WRITTEN REQUEST: Please edit the lines from the one containing "Detect the concrete" through the end of the lines, changing "bottom-right corner" to "lower-right corner" and leaving everything else as it is. Return only those lines.

EXTRACTED MATERIAL:
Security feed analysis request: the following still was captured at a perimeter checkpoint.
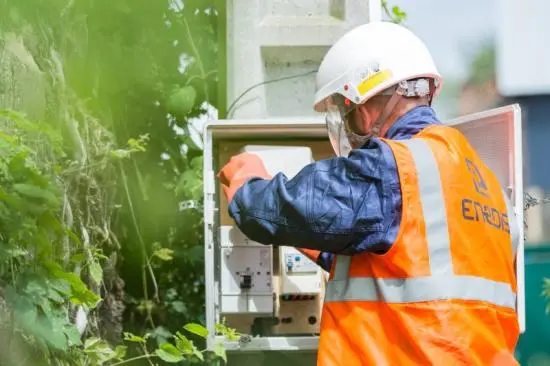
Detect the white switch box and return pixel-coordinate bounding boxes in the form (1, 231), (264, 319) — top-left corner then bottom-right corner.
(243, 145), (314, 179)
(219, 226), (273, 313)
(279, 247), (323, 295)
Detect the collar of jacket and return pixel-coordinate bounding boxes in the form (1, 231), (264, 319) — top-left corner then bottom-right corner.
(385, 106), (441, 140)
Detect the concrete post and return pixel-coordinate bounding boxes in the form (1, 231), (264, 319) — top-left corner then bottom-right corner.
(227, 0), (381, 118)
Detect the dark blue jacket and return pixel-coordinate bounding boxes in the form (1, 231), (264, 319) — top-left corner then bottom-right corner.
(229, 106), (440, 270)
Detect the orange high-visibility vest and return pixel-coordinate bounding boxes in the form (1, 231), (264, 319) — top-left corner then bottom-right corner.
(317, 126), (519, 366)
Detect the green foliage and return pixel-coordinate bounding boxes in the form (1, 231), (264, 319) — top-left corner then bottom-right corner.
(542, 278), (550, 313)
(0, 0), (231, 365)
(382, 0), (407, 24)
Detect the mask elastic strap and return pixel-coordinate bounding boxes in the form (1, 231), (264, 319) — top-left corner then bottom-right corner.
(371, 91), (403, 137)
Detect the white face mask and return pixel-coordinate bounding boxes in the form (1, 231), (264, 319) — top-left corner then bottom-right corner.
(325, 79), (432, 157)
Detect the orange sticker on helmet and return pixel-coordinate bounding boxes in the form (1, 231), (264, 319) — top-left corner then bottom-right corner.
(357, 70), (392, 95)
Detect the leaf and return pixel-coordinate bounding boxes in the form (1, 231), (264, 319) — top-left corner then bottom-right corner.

TASK OUTPUT:
Detect the concrete post and return pixel-coordinate bounding boxes in the form (1, 231), (264, 319) — top-left corner then lower-right corner.
(227, 0), (381, 118)
Detect the dark blue jacket and return pixel-coordinate bounding boxes in the form (1, 231), (264, 319) — top-left corner then lower-right corner.
(229, 106), (440, 270)
Detect the orange high-visibility vest and return pixel-coordinate bounding boxes in the form (1, 231), (264, 319) — top-left corner then lower-right corner.
(317, 126), (519, 366)
Detect the green foliage and return pixel-coordinate bounding boxes in the form (1, 231), (264, 319) — top-left corner then lower-right corner.
(542, 278), (550, 313)
(0, 0), (231, 365)
(382, 0), (407, 24)
Detect the mask elastic strap and return pixel-coordinate bounding boxes in the form (1, 231), (264, 319) — top-left corner then lower-right corner.
(371, 91), (403, 137)
Detect the white face mask and return pixel-coordinate bounding boxes in the form (1, 231), (264, 319) — top-left corner then lower-right corner.
(325, 79), (432, 157)
Detect the orange sticker on helmet and return pixel-coordinate bounding boxes in the form (1, 231), (264, 319) — top-left corner then lower-right corner.
(357, 70), (392, 95)
Detect the leaf and return pixel-coordinate bounding boxes in the form (1, 231), (264, 319) — top-left corner then lower-right corner.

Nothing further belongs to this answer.